BEGIN SOURCE EXTRACT

The collaboration between tech companies and government entities, particularly in the defense sector, raises further alarms. Hayes recounted a tense negotiation between Anthropic and the Pentagon over the use of its AI model, Claude, expressing dismay at the Pentagon’s reaction and the implications for national security and ethical AI development.
"These companies, particularly those two, OpenAI and Anthropic, they’re startups, right?… They’re on a treadmill, they gotta run fast. They gotta raise money," Hayes explained, pointing to the financial pressures that can influence decision-making. "It’s people with very powerful technology who are banking on making a world-changing fortune. But they also have Pac-Man ghosts of financial burden trailing behind them."
AI and the Future of Labor
Hayes identifies job replacement as the most pressing concern regarding AI. He believes that professions ranging from coders to administrative staff are at risk of automation in the near future, leading to "profound dislocation." He criticized what he perceives as a tendency on the left to dismiss the potential of AI, sometimes as a reaction against the "propaganda" of tech elites.
"I think there’s an idea that if you take that seriously, you’re ceding to their own propaganda about how useful their product is," Hayes noted. He personally uses AI tools like NotebookLM to understand their capabilities and limitations, particularly in research. "AI is just manifestly getting better. This idea that it’s not is insane. The idea that it’s not gonna start to touch jobs people do also seems insane."
Hayes advocates for a more proactive approach from the left, urging serious consideration of job protections and AI regulation. He suggests that society needs to re-evaluate fundamental questions about the purpose of work and human contribution in an increasingly automated world. "What should a person have a shot at in a wealthy society like ours? How do we order society fairly to do that? That’s real first-principle stuff," he urged.
He sees grassroots resistance, such as local activism against data center construction, as a tangible way to operationalize concerns about AI’s impact on employment and resource consumption.
Control, Alt, Delete: A Technological Reckoning
In a concluding segment, Hayes participated in a rapid-fire "Control, Alt, Delete" game, offering his thoughts on technology:
- Control: He would wish to control AI, believing that a more humane and responsible approach is possible with careful oversight.

END SOURCE EXTRACT
BEGIN GIVEN INFORMATION

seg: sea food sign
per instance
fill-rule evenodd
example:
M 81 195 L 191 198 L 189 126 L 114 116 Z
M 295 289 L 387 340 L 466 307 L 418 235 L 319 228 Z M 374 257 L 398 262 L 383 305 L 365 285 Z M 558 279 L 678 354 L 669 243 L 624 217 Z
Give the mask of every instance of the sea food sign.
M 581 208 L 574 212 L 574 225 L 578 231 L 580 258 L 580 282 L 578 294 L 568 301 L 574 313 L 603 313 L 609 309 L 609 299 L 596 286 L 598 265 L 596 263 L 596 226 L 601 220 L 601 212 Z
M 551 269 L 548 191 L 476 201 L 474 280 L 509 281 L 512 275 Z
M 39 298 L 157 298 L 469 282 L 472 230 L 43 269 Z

END GIVEN INFORMATION

§ **QUESTIONS**
1 – In the excerpt on Hayes and AI, what does Hayes identify as the most pressing concern regarding AI?
2 – Please output the excerpt on Hayes and AI from "Hayes advocates for" up to and including "and resource consumption.".

§ **EXERCISE RESPONSES**
1 – Job replacement.

2 –
Hayes advocates for a more proactive approach from the left, urging serious consideration of job protections and AI regulation. He suggests that society needs to re-evaluate fundamental questions about the purpose of work and human contribution in an increasingly automated world. "What should a person have a shot at in a wealthy society like ours? How do we order society fairly to do that? That’s real first-principle stuff," he urged.
He sees grassroots resistance, such as local activism against data center construction, as a tangible way to operationalize concerns about AI’s impact on employment and resource consumption.